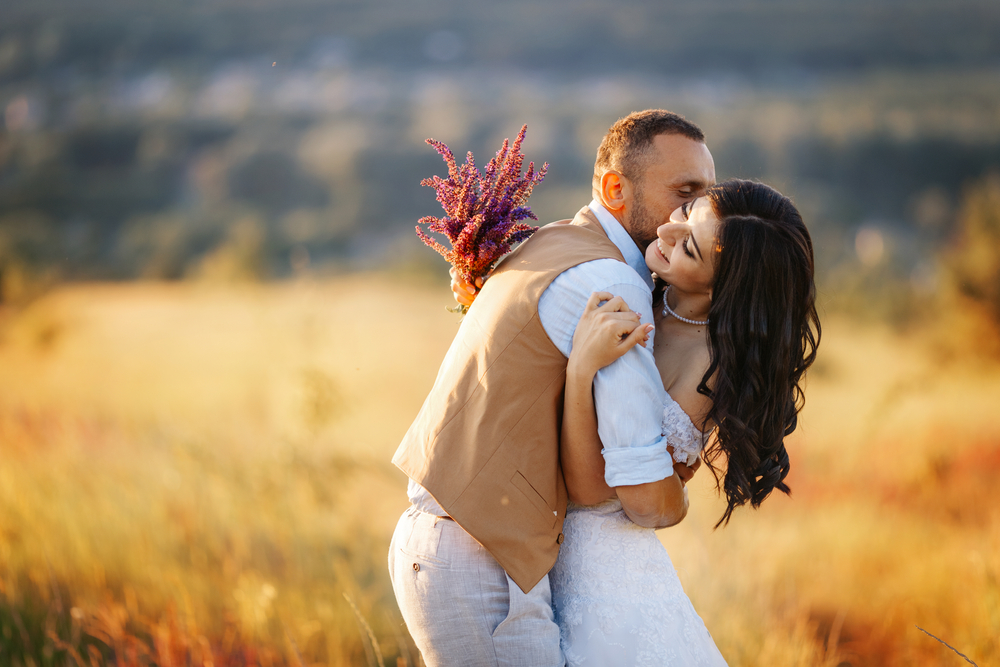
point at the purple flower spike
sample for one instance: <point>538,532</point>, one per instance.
<point>483,211</point>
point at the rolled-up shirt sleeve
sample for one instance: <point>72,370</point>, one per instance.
<point>628,394</point>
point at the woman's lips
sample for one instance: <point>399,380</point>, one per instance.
<point>659,251</point>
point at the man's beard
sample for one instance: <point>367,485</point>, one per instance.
<point>639,223</point>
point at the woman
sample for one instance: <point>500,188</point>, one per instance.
<point>736,327</point>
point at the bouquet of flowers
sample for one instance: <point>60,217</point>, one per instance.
<point>483,211</point>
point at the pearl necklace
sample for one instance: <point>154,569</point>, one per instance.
<point>667,309</point>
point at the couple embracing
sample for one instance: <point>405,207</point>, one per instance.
<point>573,406</point>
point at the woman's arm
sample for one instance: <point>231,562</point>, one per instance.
<point>603,335</point>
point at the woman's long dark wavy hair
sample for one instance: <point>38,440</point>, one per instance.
<point>763,333</point>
——————————
Exercise description
Copy out the entries word for word, from the line containing "point at the woman's lips" through the line containing "<point>573,406</point>", including both of those lines.

Correct response
point at the woman's lips
sample for one instance: <point>399,380</point>, one per instance.
<point>659,251</point>
point at the man's beard
sample for one instance: <point>367,485</point>, one per instance.
<point>639,223</point>
point at the woman
sample for one instance: <point>500,188</point>, one per instance.
<point>736,327</point>
point at the bouquet of flowers
sample for one instance: <point>60,217</point>, one per instance.
<point>483,211</point>
point at the pearl necklace
sample for one instance: <point>154,569</point>, one per instance.
<point>667,309</point>
point at the couple embracing
sample for one instance: <point>405,207</point>, one per instance.
<point>573,406</point>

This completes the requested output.